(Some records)
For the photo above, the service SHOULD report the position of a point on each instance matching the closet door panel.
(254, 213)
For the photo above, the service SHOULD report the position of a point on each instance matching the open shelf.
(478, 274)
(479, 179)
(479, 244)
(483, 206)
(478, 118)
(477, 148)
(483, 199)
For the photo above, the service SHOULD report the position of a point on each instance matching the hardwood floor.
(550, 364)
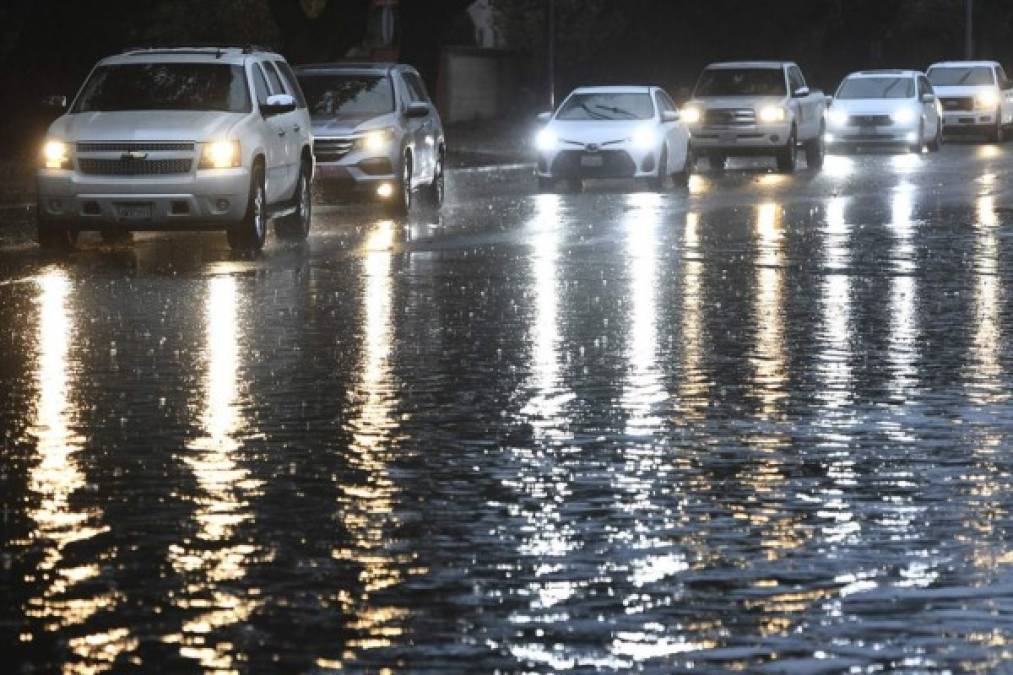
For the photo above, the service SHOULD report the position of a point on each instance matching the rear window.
(165, 86)
(964, 76)
(602, 105)
(742, 82)
(876, 87)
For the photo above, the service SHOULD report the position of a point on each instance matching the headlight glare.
(56, 154)
(220, 154)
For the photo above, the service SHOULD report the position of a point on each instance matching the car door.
(675, 132)
(274, 139)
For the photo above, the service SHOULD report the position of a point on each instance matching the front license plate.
(134, 211)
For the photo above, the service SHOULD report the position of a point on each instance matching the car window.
(276, 82)
(260, 85)
(292, 82)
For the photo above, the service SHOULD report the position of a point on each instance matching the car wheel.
(787, 158)
(815, 151)
(401, 206)
(438, 189)
(54, 236)
(297, 225)
(251, 231)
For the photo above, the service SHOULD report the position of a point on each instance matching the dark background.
(48, 46)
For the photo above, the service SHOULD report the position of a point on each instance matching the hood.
(597, 131)
(872, 105)
(346, 125)
(198, 126)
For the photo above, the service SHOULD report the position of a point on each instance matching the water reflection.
(218, 557)
(64, 600)
(368, 499)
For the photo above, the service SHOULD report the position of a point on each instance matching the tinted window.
(960, 76)
(165, 86)
(293, 84)
(329, 95)
(605, 105)
(876, 87)
(742, 82)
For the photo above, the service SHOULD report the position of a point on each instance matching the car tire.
(54, 236)
(815, 152)
(251, 231)
(400, 207)
(437, 190)
(787, 157)
(296, 226)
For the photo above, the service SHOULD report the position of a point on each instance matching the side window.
(276, 81)
(291, 80)
(260, 85)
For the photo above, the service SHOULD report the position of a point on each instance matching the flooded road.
(760, 425)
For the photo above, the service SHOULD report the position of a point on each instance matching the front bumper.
(202, 200)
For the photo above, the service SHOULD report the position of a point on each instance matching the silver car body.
(142, 169)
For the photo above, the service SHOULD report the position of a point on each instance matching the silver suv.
(180, 139)
(375, 131)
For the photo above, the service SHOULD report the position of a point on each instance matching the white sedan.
(626, 132)
(878, 107)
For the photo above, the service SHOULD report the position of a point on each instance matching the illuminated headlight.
(987, 99)
(838, 118)
(56, 154)
(546, 140)
(376, 141)
(643, 139)
(903, 117)
(220, 154)
(772, 114)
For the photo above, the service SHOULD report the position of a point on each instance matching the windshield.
(742, 82)
(165, 86)
(955, 77)
(334, 95)
(876, 87)
(612, 106)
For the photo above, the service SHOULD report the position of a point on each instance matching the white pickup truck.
(757, 107)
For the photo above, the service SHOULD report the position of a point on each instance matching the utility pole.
(550, 22)
(968, 29)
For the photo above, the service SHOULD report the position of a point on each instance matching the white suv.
(180, 139)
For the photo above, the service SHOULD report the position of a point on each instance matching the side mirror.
(417, 109)
(56, 101)
(278, 104)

▶ [Work instructions]
Switch "SHOULD" to "MUST" throughout the items above and write them out again with nothing else changed, leaving the pictures out.

▶ [Exercise solution]
For the photo above, the service MUST report the position of a point on each instance matching the closet door panel.
(254, 213)
For the photo above, the service MUST report the position of a point on each instance matching the open shelf.
(478, 274)
(479, 179)
(479, 244)
(483, 206)
(478, 118)
(477, 148)
(483, 199)
For the photo above, the service MUST report the position of a point on each instance matching the hardwood floor.
(550, 364)
For the photo above, the service MUST report the position of a point on each instance matching the rear window.
(165, 86)
(964, 76)
(602, 105)
(742, 82)
(876, 87)
For the photo above, the service MUST report the position of a point on each instance matching the headlight glare.
(56, 154)
(220, 154)
For the photo above, the service MUST report the position of a point on each instance matching the car door.
(675, 132)
(274, 139)
For the photo above, the service MUST report the position of a point on each instance matching the front license plate.
(134, 211)
For the photo above, the service MUST report the position of a point on each instance matching the car window.
(276, 82)
(260, 85)
(292, 82)
For the photo above, the service MUST report the position of a point on each instance matching the car wheel.
(787, 158)
(815, 151)
(401, 206)
(438, 189)
(54, 236)
(297, 225)
(251, 231)
For the photo above, the service MUST report the position of a point on each instance matching the dark background.
(48, 46)
For the photo above, the service MUST report the position of a point on each instance matching the hood.
(597, 131)
(872, 105)
(346, 125)
(198, 126)
For the photo above, the service MUST report the position of a point on each instance matching the water reflection.
(218, 557)
(64, 600)
(368, 499)
For the photo above, the service MUST report the position of a point on each instance matching the tinted window.
(960, 76)
(165, 86)
(293, 84)
(329, 95)
(605, 105)
(876, 87)
(742, 82)
For the photo above, the service MUST report the position of a point on each instance matching the car tire.
(54, 236)
(815, 152)
(251, 231)
(400, 207)
(437, 190)
(787, 157)
(296, 226)
For the photo above, the service MUST report the position of a point on each instance matching the side window.
(276, 81)
(291, 80)
(260, 85)
For the photo above, the service MUST report the position of a point on each instance matching the flooded road.
(760, 425)
For the photo above, the service MUST report the position of a point on each instance matching the front bumper.
(202, 200)
For the photo above, the service MUST report the position of a point on each instance matching the silver car body.
(142, 169)
For the photo above, the service MUST report the position of a point on each instance matching the silver suv.
(180, 139)
(375, 131)
For the photo above, the service MUST report the position of a point on each instance matching the white sedan.
(626, 132)
(878, 107)
For the photo above, the service MUST report the position of a point on each instance matching the illuminated headlight.
(987, 99)
(838, 118)
(56, 154)
(546, 140)
(376, 141)
(643, 139)
(903, 117)
(220, 154)
(772, 114)
For the photo above, the service MUST report the position of a point on each instance matching the windshield.
(742, 82)
(165, 86)
(955, 77)
(334, 95)
(876, 87)
(612, 106)
For the photo above, the service MUST report the position of a point on each instance matching the white pickup truck.
(757, 107)
For the photo above, the service MUST report the position of a point on each instance matching the utility pole.
(550, 22)
(968, 29)
For the photo above, the service MUST report the position of a point on each instance matching the white suv.
(180, 139)
For the photo above, the service MUST report the position of a point on each instance matching the side mirror.
(417, 109)
(56, 101)
(278, 104)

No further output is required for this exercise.